## PROBLEM STATEMENT
Write each line exactly as it stands, from the line containing "Put one point on every instance of the red" through the end of the data.

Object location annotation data
* * * * *

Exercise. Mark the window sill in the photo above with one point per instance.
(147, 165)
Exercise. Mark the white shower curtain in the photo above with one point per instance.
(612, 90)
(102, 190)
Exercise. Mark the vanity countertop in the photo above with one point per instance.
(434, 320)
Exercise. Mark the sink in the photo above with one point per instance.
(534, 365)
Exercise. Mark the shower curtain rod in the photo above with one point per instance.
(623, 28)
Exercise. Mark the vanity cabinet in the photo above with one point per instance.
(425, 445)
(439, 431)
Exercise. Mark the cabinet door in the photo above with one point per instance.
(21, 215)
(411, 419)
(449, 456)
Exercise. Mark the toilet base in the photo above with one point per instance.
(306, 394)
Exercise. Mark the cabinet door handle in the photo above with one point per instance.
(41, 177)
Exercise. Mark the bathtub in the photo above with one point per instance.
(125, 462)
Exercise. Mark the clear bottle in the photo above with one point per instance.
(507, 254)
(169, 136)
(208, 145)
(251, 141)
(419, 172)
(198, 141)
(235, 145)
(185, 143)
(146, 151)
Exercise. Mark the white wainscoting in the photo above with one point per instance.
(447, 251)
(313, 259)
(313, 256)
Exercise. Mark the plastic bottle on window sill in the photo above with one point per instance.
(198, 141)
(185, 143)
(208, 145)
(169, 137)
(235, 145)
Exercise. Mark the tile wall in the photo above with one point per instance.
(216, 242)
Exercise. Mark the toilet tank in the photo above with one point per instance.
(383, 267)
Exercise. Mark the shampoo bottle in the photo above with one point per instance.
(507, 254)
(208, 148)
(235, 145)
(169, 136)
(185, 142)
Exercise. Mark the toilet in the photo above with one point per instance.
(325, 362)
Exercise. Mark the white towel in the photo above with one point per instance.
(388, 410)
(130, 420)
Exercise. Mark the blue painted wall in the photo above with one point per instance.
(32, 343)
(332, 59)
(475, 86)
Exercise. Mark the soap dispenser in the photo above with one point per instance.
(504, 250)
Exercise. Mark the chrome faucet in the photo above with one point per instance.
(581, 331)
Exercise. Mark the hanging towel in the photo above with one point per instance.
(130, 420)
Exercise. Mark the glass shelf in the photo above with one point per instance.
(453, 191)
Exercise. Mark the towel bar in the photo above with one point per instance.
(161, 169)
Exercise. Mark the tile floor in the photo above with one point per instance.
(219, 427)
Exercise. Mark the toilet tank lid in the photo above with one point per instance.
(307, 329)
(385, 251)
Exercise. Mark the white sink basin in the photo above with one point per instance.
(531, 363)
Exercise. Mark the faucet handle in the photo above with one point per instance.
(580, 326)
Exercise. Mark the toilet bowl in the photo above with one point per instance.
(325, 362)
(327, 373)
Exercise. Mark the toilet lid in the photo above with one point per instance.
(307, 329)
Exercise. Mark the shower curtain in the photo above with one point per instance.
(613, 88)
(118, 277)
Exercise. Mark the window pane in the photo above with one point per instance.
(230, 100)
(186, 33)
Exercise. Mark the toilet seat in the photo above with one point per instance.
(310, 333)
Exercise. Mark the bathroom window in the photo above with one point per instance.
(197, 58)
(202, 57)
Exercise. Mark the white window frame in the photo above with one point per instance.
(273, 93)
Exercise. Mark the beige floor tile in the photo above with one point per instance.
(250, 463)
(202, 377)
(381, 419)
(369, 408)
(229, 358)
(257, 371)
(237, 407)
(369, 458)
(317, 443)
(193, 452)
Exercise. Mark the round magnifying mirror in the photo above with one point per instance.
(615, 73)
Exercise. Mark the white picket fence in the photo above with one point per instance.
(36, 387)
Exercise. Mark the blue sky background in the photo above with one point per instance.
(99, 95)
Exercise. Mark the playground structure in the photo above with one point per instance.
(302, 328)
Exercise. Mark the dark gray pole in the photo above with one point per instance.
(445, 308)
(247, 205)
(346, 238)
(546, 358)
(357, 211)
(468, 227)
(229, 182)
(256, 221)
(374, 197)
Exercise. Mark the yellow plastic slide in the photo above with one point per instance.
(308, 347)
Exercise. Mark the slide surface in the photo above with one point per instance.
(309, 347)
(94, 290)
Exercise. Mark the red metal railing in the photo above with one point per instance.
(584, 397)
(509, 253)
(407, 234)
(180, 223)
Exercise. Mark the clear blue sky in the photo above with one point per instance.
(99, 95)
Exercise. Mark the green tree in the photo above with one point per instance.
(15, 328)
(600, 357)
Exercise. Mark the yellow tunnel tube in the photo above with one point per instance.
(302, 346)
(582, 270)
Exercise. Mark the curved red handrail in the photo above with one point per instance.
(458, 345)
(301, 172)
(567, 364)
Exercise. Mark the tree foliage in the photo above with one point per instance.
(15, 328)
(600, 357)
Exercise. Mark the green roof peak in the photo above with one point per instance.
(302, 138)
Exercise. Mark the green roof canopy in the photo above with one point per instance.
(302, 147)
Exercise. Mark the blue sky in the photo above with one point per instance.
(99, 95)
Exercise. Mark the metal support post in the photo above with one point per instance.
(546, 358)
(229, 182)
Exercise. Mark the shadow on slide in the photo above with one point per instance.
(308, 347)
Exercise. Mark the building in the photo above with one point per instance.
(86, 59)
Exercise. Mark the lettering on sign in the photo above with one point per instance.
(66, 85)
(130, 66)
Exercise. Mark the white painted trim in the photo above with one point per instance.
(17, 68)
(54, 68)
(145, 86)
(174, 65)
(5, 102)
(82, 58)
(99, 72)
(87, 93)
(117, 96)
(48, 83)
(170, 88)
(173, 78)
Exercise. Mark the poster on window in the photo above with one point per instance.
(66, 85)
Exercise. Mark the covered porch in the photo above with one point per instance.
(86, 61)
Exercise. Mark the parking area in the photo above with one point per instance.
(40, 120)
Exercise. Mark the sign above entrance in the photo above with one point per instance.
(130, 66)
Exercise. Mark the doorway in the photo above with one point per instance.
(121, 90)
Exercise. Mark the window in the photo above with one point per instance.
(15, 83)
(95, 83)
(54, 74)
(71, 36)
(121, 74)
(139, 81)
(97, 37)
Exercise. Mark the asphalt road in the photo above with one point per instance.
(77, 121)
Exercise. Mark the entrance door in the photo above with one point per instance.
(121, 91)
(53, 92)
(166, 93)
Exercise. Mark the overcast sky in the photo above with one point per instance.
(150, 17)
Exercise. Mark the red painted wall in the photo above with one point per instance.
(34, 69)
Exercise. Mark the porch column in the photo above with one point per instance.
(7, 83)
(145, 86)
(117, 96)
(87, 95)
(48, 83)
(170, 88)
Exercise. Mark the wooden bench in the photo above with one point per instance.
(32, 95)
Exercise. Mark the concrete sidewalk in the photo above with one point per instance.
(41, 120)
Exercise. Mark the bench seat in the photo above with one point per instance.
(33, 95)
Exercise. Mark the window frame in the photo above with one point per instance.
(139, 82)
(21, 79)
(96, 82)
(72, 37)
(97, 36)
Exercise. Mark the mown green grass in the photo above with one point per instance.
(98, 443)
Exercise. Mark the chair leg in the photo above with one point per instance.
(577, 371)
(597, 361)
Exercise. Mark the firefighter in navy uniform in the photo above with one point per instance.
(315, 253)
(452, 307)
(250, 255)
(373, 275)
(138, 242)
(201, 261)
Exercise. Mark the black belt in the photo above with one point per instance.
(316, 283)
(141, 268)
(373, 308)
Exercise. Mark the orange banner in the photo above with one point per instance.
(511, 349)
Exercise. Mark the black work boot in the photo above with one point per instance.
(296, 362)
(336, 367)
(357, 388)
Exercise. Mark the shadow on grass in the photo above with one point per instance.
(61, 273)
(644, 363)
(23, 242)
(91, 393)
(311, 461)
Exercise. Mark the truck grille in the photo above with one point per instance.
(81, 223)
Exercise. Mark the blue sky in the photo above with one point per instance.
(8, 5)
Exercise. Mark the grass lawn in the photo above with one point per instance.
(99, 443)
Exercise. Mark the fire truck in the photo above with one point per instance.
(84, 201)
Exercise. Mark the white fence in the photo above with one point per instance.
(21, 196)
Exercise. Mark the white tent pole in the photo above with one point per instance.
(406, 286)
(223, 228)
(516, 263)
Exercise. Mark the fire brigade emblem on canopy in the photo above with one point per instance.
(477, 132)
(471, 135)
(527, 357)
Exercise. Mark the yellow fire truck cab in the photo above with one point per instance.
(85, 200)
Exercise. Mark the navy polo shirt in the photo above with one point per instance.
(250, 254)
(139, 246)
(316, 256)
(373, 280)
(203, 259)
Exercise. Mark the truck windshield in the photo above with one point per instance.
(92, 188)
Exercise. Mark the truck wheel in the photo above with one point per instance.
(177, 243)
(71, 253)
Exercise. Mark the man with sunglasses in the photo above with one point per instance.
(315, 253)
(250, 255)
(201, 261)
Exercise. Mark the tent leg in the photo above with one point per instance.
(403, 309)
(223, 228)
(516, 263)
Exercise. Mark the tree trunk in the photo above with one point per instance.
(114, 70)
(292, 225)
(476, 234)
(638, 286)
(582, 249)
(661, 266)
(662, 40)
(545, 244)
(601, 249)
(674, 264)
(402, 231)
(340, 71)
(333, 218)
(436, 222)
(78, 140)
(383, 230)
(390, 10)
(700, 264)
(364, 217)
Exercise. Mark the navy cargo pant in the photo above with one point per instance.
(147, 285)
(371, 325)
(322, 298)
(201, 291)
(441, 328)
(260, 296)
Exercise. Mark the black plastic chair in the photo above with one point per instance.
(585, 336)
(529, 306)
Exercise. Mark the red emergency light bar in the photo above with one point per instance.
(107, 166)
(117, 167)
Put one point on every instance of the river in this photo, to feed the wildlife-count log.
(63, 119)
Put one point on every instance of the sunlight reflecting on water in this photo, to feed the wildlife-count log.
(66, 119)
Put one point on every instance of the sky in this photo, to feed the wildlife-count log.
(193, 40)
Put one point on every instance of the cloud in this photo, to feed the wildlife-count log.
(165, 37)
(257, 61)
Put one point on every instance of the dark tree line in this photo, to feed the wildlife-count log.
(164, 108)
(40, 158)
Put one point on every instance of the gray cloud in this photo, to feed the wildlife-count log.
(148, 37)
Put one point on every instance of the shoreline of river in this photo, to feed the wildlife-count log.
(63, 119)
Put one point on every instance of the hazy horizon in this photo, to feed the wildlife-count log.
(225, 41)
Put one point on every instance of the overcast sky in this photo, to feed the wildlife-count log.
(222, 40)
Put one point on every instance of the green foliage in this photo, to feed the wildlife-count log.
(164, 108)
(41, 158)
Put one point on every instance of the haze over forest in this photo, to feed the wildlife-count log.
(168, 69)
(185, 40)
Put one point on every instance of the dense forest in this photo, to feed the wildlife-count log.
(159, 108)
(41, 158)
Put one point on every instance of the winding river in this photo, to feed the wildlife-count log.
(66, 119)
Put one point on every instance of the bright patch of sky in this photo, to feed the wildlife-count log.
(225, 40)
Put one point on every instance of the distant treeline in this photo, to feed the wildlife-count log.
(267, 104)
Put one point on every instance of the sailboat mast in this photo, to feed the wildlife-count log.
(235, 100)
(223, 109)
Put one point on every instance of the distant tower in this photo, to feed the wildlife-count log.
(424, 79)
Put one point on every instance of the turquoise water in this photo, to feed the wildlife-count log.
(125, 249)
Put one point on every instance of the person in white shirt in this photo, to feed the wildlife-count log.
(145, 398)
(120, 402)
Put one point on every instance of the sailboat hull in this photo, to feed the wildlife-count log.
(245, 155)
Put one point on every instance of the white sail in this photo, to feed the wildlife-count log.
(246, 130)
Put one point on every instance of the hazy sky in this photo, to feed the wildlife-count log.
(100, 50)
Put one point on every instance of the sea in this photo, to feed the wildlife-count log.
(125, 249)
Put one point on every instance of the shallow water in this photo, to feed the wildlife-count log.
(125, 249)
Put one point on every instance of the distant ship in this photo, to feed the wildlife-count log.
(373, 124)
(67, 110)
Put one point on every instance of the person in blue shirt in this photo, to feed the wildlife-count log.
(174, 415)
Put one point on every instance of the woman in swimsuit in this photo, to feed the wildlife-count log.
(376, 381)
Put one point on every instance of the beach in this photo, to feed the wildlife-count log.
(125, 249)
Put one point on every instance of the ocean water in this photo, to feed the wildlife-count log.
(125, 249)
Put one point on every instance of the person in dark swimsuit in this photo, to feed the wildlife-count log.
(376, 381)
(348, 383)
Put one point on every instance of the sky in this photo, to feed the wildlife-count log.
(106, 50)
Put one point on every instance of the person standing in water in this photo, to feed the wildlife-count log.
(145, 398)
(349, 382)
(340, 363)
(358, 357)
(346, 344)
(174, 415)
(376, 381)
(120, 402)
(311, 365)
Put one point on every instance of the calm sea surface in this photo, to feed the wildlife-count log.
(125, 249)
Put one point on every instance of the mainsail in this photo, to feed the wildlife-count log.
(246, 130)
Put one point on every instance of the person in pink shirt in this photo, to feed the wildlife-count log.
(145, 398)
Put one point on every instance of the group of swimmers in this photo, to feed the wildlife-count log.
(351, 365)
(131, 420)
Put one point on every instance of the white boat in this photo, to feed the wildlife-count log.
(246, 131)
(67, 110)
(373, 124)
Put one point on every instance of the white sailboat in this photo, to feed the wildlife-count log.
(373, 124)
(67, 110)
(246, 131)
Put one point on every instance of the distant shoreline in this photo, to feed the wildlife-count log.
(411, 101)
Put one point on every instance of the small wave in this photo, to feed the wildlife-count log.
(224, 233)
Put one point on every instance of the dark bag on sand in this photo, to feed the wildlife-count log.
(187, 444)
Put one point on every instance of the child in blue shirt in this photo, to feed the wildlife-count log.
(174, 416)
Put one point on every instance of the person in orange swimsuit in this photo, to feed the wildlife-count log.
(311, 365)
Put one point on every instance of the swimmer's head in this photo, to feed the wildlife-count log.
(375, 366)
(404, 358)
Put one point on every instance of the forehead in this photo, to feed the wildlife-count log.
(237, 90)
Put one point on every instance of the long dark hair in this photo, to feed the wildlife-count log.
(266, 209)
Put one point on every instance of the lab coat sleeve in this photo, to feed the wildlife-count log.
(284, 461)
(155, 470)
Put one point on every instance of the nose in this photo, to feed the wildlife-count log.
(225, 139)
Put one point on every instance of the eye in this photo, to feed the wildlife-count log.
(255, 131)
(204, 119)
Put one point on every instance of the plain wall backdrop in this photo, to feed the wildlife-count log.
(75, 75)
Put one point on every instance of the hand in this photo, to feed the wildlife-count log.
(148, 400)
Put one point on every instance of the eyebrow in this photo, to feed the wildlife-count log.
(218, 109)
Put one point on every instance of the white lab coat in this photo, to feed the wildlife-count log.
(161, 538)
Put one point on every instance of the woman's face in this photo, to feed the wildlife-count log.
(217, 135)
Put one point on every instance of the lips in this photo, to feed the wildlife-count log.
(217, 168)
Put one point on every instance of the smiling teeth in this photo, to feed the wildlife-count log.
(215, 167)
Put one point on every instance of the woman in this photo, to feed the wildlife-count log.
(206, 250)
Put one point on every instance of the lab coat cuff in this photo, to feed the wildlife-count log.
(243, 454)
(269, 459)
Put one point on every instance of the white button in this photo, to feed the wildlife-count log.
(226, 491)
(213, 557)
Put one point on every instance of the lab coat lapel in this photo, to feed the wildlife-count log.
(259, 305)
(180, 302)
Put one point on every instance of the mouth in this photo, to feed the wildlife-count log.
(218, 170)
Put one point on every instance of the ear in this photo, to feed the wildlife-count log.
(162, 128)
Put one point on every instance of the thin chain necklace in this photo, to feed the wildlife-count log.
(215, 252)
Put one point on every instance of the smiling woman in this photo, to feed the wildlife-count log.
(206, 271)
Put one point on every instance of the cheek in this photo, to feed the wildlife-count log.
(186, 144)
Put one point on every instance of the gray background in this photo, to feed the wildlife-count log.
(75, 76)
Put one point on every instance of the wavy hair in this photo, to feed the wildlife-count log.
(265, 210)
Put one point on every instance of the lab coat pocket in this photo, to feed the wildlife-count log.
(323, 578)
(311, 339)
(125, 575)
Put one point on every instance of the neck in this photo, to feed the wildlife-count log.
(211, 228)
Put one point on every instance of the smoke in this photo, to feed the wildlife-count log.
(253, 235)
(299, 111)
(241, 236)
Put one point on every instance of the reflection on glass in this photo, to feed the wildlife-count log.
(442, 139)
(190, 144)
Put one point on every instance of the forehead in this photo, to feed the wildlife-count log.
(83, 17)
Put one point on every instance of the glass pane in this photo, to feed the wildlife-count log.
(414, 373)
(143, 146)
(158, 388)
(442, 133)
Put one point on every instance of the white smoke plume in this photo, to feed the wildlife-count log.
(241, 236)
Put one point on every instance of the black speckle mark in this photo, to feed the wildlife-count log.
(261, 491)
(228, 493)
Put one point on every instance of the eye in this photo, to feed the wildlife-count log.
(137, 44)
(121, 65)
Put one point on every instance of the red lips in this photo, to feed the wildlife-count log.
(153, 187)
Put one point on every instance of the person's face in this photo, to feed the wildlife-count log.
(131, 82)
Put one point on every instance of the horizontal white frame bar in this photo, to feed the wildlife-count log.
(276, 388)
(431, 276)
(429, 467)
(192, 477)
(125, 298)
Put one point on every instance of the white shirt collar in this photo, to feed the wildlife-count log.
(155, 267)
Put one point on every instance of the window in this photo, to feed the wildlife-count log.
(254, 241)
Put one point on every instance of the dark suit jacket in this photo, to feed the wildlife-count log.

* * * * *

## SOLUTION
Put one point on every instance of the red lips in this photo, to feed the wildlife-count log.
(153, 187)
Put one point on every instance of the person's face in this photo, to feed the wildlife-count log.
(131, 82)
Put one point on every instance of the horizontal white frame bar in this photo, to feed the wildlife-count log.
(276, 388)
(431, 276)
(429, 467)
(192, 477)
(125, 298)
Put one point on every instance of the white shirt collar in this photo, to feed the wildlife-count log.
(155, 267)
Put one point on every instance of the window in this photo, to feed the wildlife-count log.
(254, 241)
Put one point on every instance of the dark suit jacket in this photo, to feed the wildlife-count log.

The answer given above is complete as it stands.